Records from a data source:
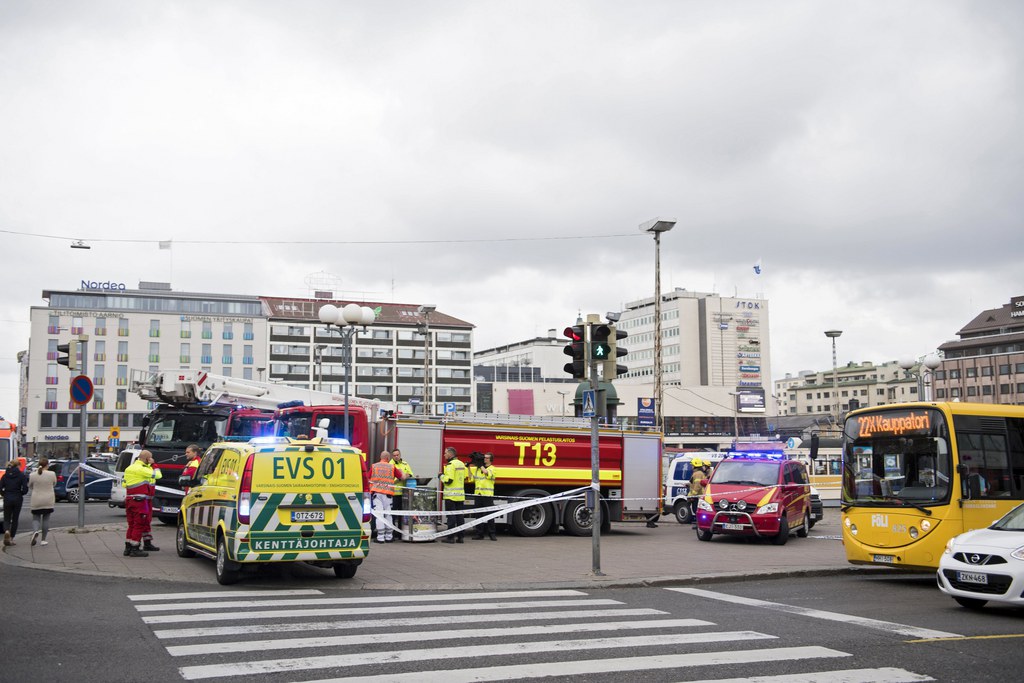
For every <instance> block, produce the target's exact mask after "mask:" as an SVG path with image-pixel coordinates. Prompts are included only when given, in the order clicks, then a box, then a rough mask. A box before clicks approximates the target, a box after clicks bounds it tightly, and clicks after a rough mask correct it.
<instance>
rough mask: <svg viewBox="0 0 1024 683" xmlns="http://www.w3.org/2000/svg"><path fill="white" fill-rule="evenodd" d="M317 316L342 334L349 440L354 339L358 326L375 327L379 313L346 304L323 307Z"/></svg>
mask: <svg viewBox="0 0 1024 683" xmlns="http://www.w3.org/2000/svg"><path fill="white" fill-rule="evenodd" d="M317 315H318V317H319V321H321V323H323V324H324V325H326V326H327V328H328V330H330V329H331V326H332V325H336V326H338V331H339V332H340V333H341V353H342V365H343V366H344V369H345V438H349V436H350V433H351V430H350V428H349V424H348V377H349V375H351V373H352V337H353V336H354V335H355V327H356V326H359V327H361V328H362V329H364V330H366V329H367V326H368V325H373V324H374V321H375V319H377V313H375V312H374V309H373V308H370V307H369V306H360V305H359V304H357V303H350V304H346V305H345V306H342V307H341V308H338V307H337V306H335V305H334V304H332V303H328V304H324V305H323V306H321V308H319V311H318V313H317Z"/></svg>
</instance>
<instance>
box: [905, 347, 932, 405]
mask: <svg viewBox="0 0 1024 683" xmlns="http://www.w3.org/2000/svg"><path fill="white" fill-rule="evenodd" d="M897 365H898V366H899V367H900V368H902V369H903V371H904V372H906V376H907V377H916V378H918V396H920V398H921V400H931V399H932V372H934V371H935V370H936V369H937V368H938V367H939V366H941V365H942V358H940V357H939V356H938V355H936V354H935V353H929V354H928V355H926V356H925V357H924V358H922V360H921V367H920V368H919V369H918V372H916V373H914V372H911V370H912V369H913V367H914V366H915V365H918V361H916V360H914V359H913V358H911V357H909V356H904V357H902V358H900V359H899V360H898V361H897Z"/></svg>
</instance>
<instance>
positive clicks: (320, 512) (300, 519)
mask: <svg viewBox="0 0 1024 683" xmlns="http://www.w3.org/2000/svg"><path fill="white" fill-rule="evenodd" d="M292 521H293V522H322V521H324V511H323V510H292Z"/></svg>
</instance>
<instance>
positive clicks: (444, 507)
mask: <svg viewBox="0 0 1024 683" xmlns="http://www.w3.org/2000/svg"><path fill="white" fill-rule="evenodd" d="M455 456H456V453H455V449H453V447H452V446H449V447H446V449H444V462H445V463H446V464H445V465H444V471H443V472H441V473H440V474H438V475H437V476H438V478H439V479H440V482H441V483H442V484H443V485H444V509H445V510H447V513H449V528H453V527H455V526H462V524H463V522H464V520H465V518H464V517H463V514H462V511H463V509H464V508H465V505H466V475H467V474H468V473H469V472H468V470H467V469H466V465H465V463H463V462H462V461H461V460H459V459H458V458H456V457H455ZM462 542H463V531H462V529H460V530H458V531H456V538H452V536H451V535H449V536H446V537H444V539H443V540H442V541H441V543H462Z"/></svg>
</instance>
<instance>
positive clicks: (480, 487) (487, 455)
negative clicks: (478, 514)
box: [472, 453, 498, 541]
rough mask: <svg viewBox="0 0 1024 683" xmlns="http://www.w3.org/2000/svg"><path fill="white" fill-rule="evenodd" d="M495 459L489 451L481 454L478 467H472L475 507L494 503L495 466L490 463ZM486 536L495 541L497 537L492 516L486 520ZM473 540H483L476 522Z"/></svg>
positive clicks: (486, 514) (494, 500)
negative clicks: (474, 492)
mask: <svg viewBox="0 0 1024 683" xmlns="http://www.w3.org/2000/svg"><path fill="white" fill-rule="evenodd" d="M494 461H495V457H494V455H492V454H489V453H485V454H483V464H482V465H480V466H479V467H476V468H473V470H472V471H473V483H474V485H475V486H476V488H475V496H476V501H475V502H476V507H477V508H489V507H490V506H492V505H494V504H495V468H494V466H493V465H492V463H493V462H494ZM483 514H484V515H488V514H490V513H489V512H485V513H483ZM487 538H488V539H490V540H492V541H497V540H498V537H497V536H495V519H494V517H492V518H490V519H488V520H487ZM473 540H474V541H483V526H482V524H477V526H476V533H474V535H473Z"/></svg>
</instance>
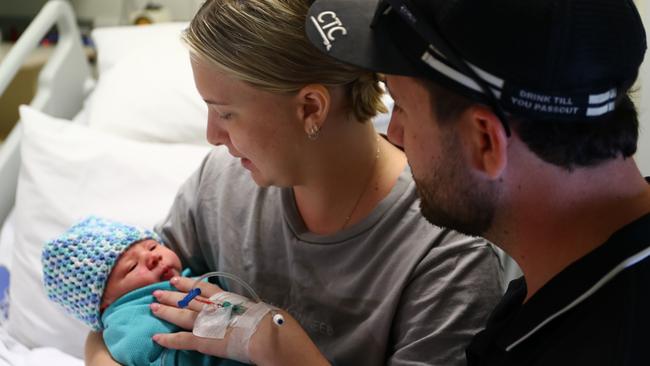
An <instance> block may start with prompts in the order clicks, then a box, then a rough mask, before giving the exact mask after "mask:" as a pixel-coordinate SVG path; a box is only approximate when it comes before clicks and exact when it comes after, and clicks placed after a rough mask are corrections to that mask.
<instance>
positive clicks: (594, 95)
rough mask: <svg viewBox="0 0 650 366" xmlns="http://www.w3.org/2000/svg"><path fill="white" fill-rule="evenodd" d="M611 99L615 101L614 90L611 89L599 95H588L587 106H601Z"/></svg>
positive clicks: (615, 94) (612, 88)
mask: <svg viewBox="0 0 650 366" xmlns="http://www.w3.org/2000/svg"><path fill="white" fill-rule="evenodd" d="M613 99H616V88H612V89H610V90H608V91H606V92H604V93H601V94H590V95H589V104H603V103H605V102H609V101H610V100H613Z"/></svg>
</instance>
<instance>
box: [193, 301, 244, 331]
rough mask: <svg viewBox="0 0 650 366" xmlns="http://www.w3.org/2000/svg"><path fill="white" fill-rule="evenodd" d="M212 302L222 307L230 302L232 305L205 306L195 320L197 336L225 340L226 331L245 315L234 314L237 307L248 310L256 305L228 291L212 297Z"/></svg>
mask: <svg viewBox="0 0 650 366" xmlns="http://www.w3.org/2000/svg"><path fill="white" fill-rule="evenodd" d="M210 301H212V302H213V303H215V304H220V305H223V304H224V303H226V302H228V303H230V304H231V305H230V306H227V307H223V306H218V305H209V304H206V305H203V308H202V309H201V312H200V313H199V315H198V316H197V317H196V319H195V320H194V328H193V329H192V333H193V334H194V335H195V336H198V337H204V338H216V339H223V338H224V337H225V335H226V329H227V328H228V327H229V326H230V325H231V324H233V323H234V322H236V321H237V320H238V319H239V318H240V317H241V316H243V315H244V314H238V313H237V312H233V309H234V308H235V306H239V307H241V306H243V307H244V308H245V309H248V308H250V307H251V306H253V305H254V304H255V303H254V302H252V301H250V300H249V299H248V298H246V297H243V296H240V295H237V294H234V293H232V292H226V291H222V292H219V293H217V294H215V295H212V296H211V297H210Z"/></svg>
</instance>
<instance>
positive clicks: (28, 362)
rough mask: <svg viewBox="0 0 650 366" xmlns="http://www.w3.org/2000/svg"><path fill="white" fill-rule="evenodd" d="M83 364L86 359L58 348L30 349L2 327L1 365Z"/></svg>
mask: <svg viewBox="0 0 650 366" xmlns="http://www.w3.org/2000/svg"><path fill="white" fill-rule="evenodd" d="M42 365H47V366H83V365H84V361H83V360H81V359H79V358H76V357H73V356H70V355H68V354H66V353H64V352H62V351H60V350H58V349H56V348H52V347H37V348H33V349H29V348H27V347H25V346H24V345H22V344H21V343H20V342H18V341H17V340H15V339H14V338H13V337H11V336H10V335H9V334H8V333H7V331H6V330H4V329H3V328H1V327H0V366H42Z"/></svg>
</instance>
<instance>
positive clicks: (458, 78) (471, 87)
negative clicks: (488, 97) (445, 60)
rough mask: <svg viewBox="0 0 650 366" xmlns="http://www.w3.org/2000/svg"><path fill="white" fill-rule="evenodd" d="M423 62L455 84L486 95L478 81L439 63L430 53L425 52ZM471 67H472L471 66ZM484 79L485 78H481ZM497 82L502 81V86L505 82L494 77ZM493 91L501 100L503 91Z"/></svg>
mask: <svg viewBox="0 0 650 366" xmlns="http://www.w3.org/2000/svg"><path fill="white" fill-rule="evenodd" d="M421 59H422V61H424V62H425V63H426V64H427V65H429V66H430V67H431V68H432V69H434V70H436V71H438V72H439V73H441V74H443V75H445V76H446V77H448V78H450V79H451V80H454V81H455V82H457V83H459V84H461V85H464V86H465V87H467V88H470V89H472V90H474V91H477V92H479V93H481V94H484V92H483V89H482V88H481V87H480V85H478V84H477V83H476V81H474V80H472V78H470V77H469V76H467V75H465V74H463V73H461V72H459V71H457V70H456V69H454V68H452V67H450V66H448V65H446V64H445V63H443V62H441V61H439V60H438V59H436V58H435V57H434V56H433V55H431V53H429V51H424V53H423V54H422V57H421ZM470 66H471V65H470ZM472 68H475V66H472ZM477 70H480V69H478V68H476V69H475V71H477ZM480 71H481V72H483V73H485V74H486V75H489V74H487V73H486V72H485V71H483V70H480ZM477 72H478V71H477ZM481 77H483V76H481ZM492 77H494V78H495V79H496V80H500V81H501V85H503V80H501V79H499V78H496V76H493V75H492ZM490 89H491V90H492V93H493V94H494V96H495V97H496V98H497V99H500V98H501V90H498V89H495V88H493V87H492V88H490Z"/></svg>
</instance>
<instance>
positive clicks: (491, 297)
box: [387, 231, 503, 366]
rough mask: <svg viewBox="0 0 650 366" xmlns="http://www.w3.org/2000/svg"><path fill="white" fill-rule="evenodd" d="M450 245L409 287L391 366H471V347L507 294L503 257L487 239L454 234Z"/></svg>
mask: <svg viewBox="0 0 650 366" xmlns="http://www.w3.org/2000/svg"><path fill="white" fill-rule="evenodd" d="M444 241H445V242H446V243H444V244H441V245H440V246H439V247H438V248H434V249H433V250H431V251H430V253H429V255H427V257H426V258H424V259H423V260H422V262H421V263H420V265H419V266H418V268H417V269H416V271H414V273H413V275H412V276H411V281H410V283H409V284H408V285H407V287H406V288H405V289H404V292H403V295H402V297H401V299H400V304H399V308H398V310H397V313H396V316H395V321H394V322H393V327H392V330H391V337H392V338H393V339H394V340H395V342H394V343H393V349H392V352H391V351H389V352H391V353H390V354H389V355H388V359H387V364H388V365H391V366H398V365H410V366H411V365H441V366H443V365H444V366H450V365H452V366H453V365H466V364H467V363H466V358H465V348H466V346H467V345H468V344H469V342H470V340H471V338H472V337H473V336H474V334H476V333H477V332H478V331H480V330H481V329H483V328H484V326H485V322H486V321H487V317H488V316H489V314H490V313H491V311H492V309H493V307H494V306H496V304H497V302H498V301H499V299H500V298H501V295H502V294H503V278H502V269H501V266H500V264H499V259H498V257H497V254H496V253H495V251H494V249H493V248H492V246H491V245H490V244H489V243H488V242H487V241H485V240H483V239H479V238H471V237H466V236H463V235H461V234H458V233H456V232H454V231H449V232H448V233H447V236H446V237H445V240H444ZM450 241H452V242H451V243H450ZM441 248H444V249H441Z"/></svg>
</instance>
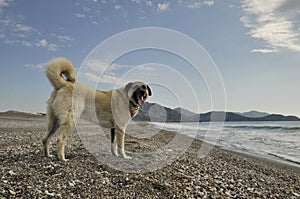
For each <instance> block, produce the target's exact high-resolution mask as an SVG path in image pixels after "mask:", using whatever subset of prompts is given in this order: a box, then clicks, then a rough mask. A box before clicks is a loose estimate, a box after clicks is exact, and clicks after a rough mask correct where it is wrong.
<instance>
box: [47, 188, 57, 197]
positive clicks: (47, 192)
mask: <svg viewBox="0 0 300 199" xmlns="http://www.w3.org/2000/svg"><path fill="white" fill-rule="evenodd" d="M45 194H46V195H47V196H52V197H53V196H55V194H54V193H50V192H48V190H45Z"/></svg>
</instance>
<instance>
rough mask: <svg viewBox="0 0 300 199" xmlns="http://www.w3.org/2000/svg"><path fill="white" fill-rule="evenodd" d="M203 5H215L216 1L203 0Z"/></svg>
mask: <svg viewBox="0 0 300 199" xmlns="http://www.w3.org/2000/svg"><path fill="white" fill-rule="evenodd" d="M203 5H206V6H213V5H214V1H203Z"/></svg>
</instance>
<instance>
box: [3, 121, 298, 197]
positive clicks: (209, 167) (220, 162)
mask: <svg viewBox="0 0 300 199" xmlns="http://www.w3.org/2000/svg"><path fill="white" fill-rule="evenodd" d="M81 125H82V126H81ZM45 130H46V120H45V118H42V117H41V118H38V119H37V118H25V119H24V118H22V117H20V118H19V117H10V118H3V117H0V132H1V133H0V144H1V146H2V148H1V150H0V161H1V163H2V167H1V169H0V176H1V179H0V198H15V197H16V198H20V197H23V198H45V197H55V198H67V197H73V198H79V197H80V198H124V197H125V198H126V197H127V198H234V197H238V198H299V197H300V191H299V190H300V168H297V167H292V166H288V165H285V164H281V163H277V162H274V161H269V160H266V159H263V158H257V157H253V156H250V155H246V154H241V153H238V152H234V151H230V150H226V149H222V148H220V147H217V146H214V147H213V148H212V149H211V150H210V151H209V153H208V155H207V156H205V157H199V151H201V150H203V149H204V150H205V147H208V149H210V147H211V145H209V144H207V143H204V142H201V141H200V140H196V139H190V138H188V137H187V136H184V135H178V134H174V133H173V132H170V131H164V130H162V131H159V132H158V131H157V130H156V129H154V128H153V126H151V125H149V124H147V123H135V124H131V125H130V126H128V129H127V132H128V133H127V135H126V141H125V150H126V152H127V154H128V155H130V156H132V159H130V160H128V159H122V158H116V157H114V156H112V155H111V154H110V150H109V148H110V142H109V139H108V138H109V137H106V134H103V135H101V136H102V137H101V138H103V139H102V140H99V139H95V138H96V137H95V133H96V132H97V131H96V128H95V126H94V125H93V124H89V123H85V122H84V123H81V124H80V125H79V127H78V130H77V133H74V134H72V135H71V136H70V137H69V139H68V141H67V145H66V157H67V158H69V159H70V161H69V162H67V163H62V162H60V161H58V158H57V155H56V142H55V141H54V140H55V139H54V140H53V142H52V145H51V152H52V154H53V155H54V157H53V158H46V157H44V156H43V154H42V151H41V143H40V142H41V138H42V137H43V135H44V132H45ZM80 130H83V133H85V134H86V135H87V137H86V138H89V139H90V140H86V141H91V142H88V143H91V145H90V146H92V145H93V144H94V146H98V144H99V143H100V142H102V143H103V147H104V148H103V150H104V151H100V155H99V157H97V156H96V155H95V154H94V155H92V154H91V151H89V150H87V149H88V148H87V147H88V146H86V145H85V143H84V138H83V137H81V136H82V135H81V134H80V133H81V132H80ZM106 133H108V134H109V131H108V132H106ZM55 136H57V134H56V135H55ZM176 141H177V143H176ZM185 142H186V144H187V145H186V146H187V148H186V150H184V151H182V150H181V148H180V147H181V145H183V144H185ZM105 147H106V148H105ZM101 158H102V159H101ZM172 158H173V159H172ZM169 160H172V161H169ZM111 165H112V166H111ZM160 166H161V167H160ZM116 167H118V168H121V169H116ZM155 167H160V168H159V169H154V170H151V168H155ZM134 169H136V170H134ZM130 171H134V172H130Z"/></svg>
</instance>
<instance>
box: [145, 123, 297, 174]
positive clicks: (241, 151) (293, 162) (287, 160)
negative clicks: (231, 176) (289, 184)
mask: <svg viewBox="0 0 300 199" xmlns="http://www.w3.org/2000/svg"><path fill="white" fill-rule="evenodd" d="M149 124H151V125H153V128H158V129H160V127H157V126H156V124H155V123H151V122H149ZM166 131H170V132H172V133H175V134H176V133H178V132H177V131H176V130H168V129H166ZM184 135H186V136H188V137H192V138H194V139H196V140H200V141H201V142H206V143H208V144H212V143H210V142H207V141H205V140H203V139H201V138H197V137H193V136H189V135H188V134H184ZM212 145H215V146H216V147H219V148H220V149H223V150H229V151H232V152H236V153H241V154H244V155H248V156H253V157H255V158H258V159H266V160H269V161H271V162H275V163H278V164H283V165H287V166H291V167H296V168H299V169H300V163H299V162H296V161H293V160H289V159H284V158H282V157H280V156H276V155H274V154H267V155H264V154H258V153H254V152H251V151H246V150H242V149H239V148H231V147H228V146H222V145H221V144H218V143H213V144H212Z"/></svg>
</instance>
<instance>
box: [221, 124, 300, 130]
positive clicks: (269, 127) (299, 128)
mask: <svg viewBox="0 0 300 199" xmlns="http://www.w3.org/2000/svg"><path fill="white" fill-rule="evenodd" d="M225 128H231V129H247V130H281V131H300V127H288V126H247V125H244V126H225Z"/></svg>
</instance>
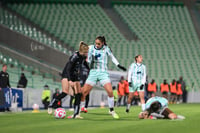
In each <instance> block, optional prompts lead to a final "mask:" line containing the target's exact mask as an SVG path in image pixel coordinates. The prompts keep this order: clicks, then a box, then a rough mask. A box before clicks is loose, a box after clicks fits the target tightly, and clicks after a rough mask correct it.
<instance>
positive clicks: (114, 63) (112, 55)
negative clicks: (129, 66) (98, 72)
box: [106, 47, 119, 66]
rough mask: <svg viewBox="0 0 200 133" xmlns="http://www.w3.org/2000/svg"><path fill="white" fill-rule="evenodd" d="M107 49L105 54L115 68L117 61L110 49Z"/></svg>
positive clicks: (109, 48)
mask: <svg viewBox="0 0 200 133" xmlns="http://www.w3.org/2000/svg"><path fill="white" fill-rule="evenodd" d="M106 48H107V54H108V55H109V56H110V58H111V59H112V62H113V63H114V64H115V65H116V66H117V65H119V62H118V60H117V59H116V58H115V56H114V55H113V53H112V51H111V49H110V47H106Z"/></svg>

Exercise prompt
Your answer should hold the line with "49L105 54L115 68L117" and each line after it to the end of the data, retyped exactly. Include no other lines.

Result for this task
rough mask: <svg viewBox="0 0 200 133" xmlns="http://www.w3.org/2000/svg"><path fill="white" fill-rule="evenodd" d="M107 49L105 54L115 68L117 61L110 49Z"/></svg>
positive clicks: (109, 48)
mask: <svg viewBox="0 0 200 133" xmlns="http://www.w3.org/2000/svg"><path fill="white" fill-rule="evenodd" d="M106 48H107V54H108V55H109V56H110V58H111V59H112V62H113V63H114V64H115V65H116V66H117V65H119V62H118V60H117V59H116V58H115V56H114V55H113V53H112V51H111V49H110V47H106Z"/></svg>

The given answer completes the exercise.